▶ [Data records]
______
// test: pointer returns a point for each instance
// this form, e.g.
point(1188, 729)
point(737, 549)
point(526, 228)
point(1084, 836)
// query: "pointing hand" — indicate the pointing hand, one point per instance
______
▶ [Task prompt] Repeat every line of the records above verbatim.

▶ [Solution for this exercise]
// test: pointer returns a point for each instance
// this form, e.g.
point(1188, 729)
point(737, 549)
point(526, 228)
point(1084, 836)
// query: "pointing hand" — indicate the pointing hand, one point per instance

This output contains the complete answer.